** READING PASSAGE follows **

Additional adverse reaction rates from the long-term, randomized, double-blind placebo-controlled study for Sensipar versus placebo are as follows: seizure (2.5%, 1.6%), rash (2.2%, 1.9%), hypersensitivity reactions (9.4%, 8.3%).

Patients with Parathyroid Carcinoma and Primary Hyperparathyroidism

The safety profile of Sensipar in these patient populations is generally consistent with that seen in patients with CKD on dialysis. Forty six patients were treated with Sensipar in a single-arm study, 29 with Parathyroid Carcinoma and 17 with intractable pHPT. Nine (20%) of the patients withdrew from the study due to adverse events. The most frequent adverse reactions and the most frequent cause of withdrawal in these patient populations were nausea and vomiting. Severe or prolonged cases of nausea and vomiting can lead to dehydration and worsening hypercalcemia so careful monitoring of electrolytes is recommended in patients with these symptoms.

Eight patients died during treatment with Sensipar in this study, 7 with Parathyroid Carcinoma (24%) and 1 (6%) with intractable pHPT. Causes of death were cardiovascular (5 patients), multi-organ failure (1 patient), gastrointestinal hemorrhage (1 patient) and metastatic carcinoma (1 patient). Adverse events of hypocalcemia were reported in three patients (7%).

Seizures were observed in 0.7% (1/140) of cinacalcet-treated patients and 0.0% (0/46) of placebo-treated patients in all clinical studies.

In a randomized double-blind, placebo-controlled study of 67 patients with primary hyperparathyroidism for whom parathyroidectomy would be indicated on the basis of serum calcium levels, but who are unable to undergo surgery, the most common adverse reactions are listed in Table 4.

Table 4. Adverse Reactions Occurring in ≥ 10% of Subjects in a Double-Blind, Placebo-Controlled Study in Patients with Primary Hyperparathyroidism

Hypocalcemia

In 26-week studies of patients with secondary HPT and CKD on dialysis 66% of patients receiving Sensipar compared with 25% of patients receiving placebo developed at least one serum calcium value less than 8.4 mg/dL, whereas, 29% of patients receiving Sensipar compared with 11% of patients receiving placebo developed at least one serum calcium value less than 7.5 mg/dL. Less than 1% of patients in each group permanently discontinued study drug due to hypocalcemia.

In a randomized, double-blind, placebo-controlled study in patients with secondary HPT and CKD receiving dialysis in which patients were treated for up to 64 months (mean duration of treatment was 21 months in the cinacalcet group), 75% of patients receiving Sensipar compared with 29% of patients receiving placebo developed at least one serum calcium value less than 8.4 mg/dL and 33% of cinacalcet patients compared with 12% of patients receiving placebo had at least one serum calcium value less than 7.5 mg/dL. Most of the cases of severe hypocalcemia less than 7.5 mg/dL (21/33 = 64%) occurred during the first 6 months. In this trial, 1.1% of patients receiving Sensipar and 0.1% of patients receiving placebo permanently discontinued study drug due to hypocalcemia.

** End of READING PASSAGE **
** GIVEN ENTRIES follows **

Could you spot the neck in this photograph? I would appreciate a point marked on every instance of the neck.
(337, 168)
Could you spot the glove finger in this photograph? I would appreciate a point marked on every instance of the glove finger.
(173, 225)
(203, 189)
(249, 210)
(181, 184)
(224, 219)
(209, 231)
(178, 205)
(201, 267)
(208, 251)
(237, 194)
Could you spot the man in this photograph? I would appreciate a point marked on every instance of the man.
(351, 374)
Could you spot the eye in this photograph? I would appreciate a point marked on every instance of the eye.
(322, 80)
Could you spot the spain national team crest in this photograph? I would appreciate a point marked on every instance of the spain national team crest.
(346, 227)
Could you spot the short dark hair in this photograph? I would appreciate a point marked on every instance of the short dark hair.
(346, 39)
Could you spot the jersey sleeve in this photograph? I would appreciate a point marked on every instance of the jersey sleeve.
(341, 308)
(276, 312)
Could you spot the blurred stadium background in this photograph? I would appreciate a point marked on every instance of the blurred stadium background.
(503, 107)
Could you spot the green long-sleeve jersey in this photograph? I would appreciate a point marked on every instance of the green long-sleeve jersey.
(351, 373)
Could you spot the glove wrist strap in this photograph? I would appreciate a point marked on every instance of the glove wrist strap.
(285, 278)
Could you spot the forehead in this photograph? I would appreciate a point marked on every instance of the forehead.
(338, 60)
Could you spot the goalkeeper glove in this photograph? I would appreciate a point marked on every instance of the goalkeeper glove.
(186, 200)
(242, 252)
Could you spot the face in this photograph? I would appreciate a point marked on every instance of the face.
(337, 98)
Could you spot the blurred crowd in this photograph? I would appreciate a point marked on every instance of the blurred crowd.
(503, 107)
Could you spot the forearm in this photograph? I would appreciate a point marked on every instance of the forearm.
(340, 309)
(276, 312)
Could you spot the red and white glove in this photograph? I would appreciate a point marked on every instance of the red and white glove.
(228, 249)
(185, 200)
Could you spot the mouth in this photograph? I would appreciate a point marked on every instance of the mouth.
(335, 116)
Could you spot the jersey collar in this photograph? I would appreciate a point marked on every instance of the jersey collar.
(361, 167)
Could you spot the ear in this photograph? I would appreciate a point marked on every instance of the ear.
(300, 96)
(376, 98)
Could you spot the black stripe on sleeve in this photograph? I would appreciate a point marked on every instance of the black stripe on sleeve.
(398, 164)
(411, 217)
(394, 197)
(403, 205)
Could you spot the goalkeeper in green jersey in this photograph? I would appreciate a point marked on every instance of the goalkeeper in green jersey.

** End of GIVEN ENTRIES **

▸ EXERCISE SET
[1] Rewrite the paragraph of the Sensipar passage that begins "Eight patients died during treatment" as a short bulleted list that keeps its main facts.
[2] Transcribe the part of the Sensipar passage starting with "Table 4. Adverse" and going on through "group permanently discontinued study drug due to hypocalcemia.".
[3] In the single-arm study described in the Sensipar passage, how many of the forty-six treated patients had Parathyroid Carcinoma?

▸ RESULTS BY TASK
[1]
- Deaths during Sensipar treatment in the study: 8 patients
  - Parathyroid Carcinoma: 7 (24%)
  - Intractable pHPT: 1 (6%)
- Causes of death:
  - Cardiovascular: 5 patients
  - Multi-organ failure: 1 patient
  - Gastrointestinal hemorrhage: 1 patient
  - Metastatic carcinoma: 1 patient
- Hypocalcemia adverse events: 3 patients (7%)

[2]
Table 4. Adverse Reactions Occurring in ≥ 10% of Subjects in a Double-Blind, Placebo-Controlled Study in Patients with Primary Hyperparathyroidism

Hypocalcemia

In 26-week studies of patients with secondary HPT and CKD on dialysis 66% of patients receiving Sensipar compared with 25% of patients receiving placebo developed at least one serum calcium value less than 8.4 mg/dL, whereas, 29% of patients receiving Sensipar compared with 11% of patients receiving placebo developed at least one serum calcium value less than 7.5 mg/dL. Less than 1% of patients in each group permanently discontinued study drug due to hypocalcemia.

[3] 29 patients.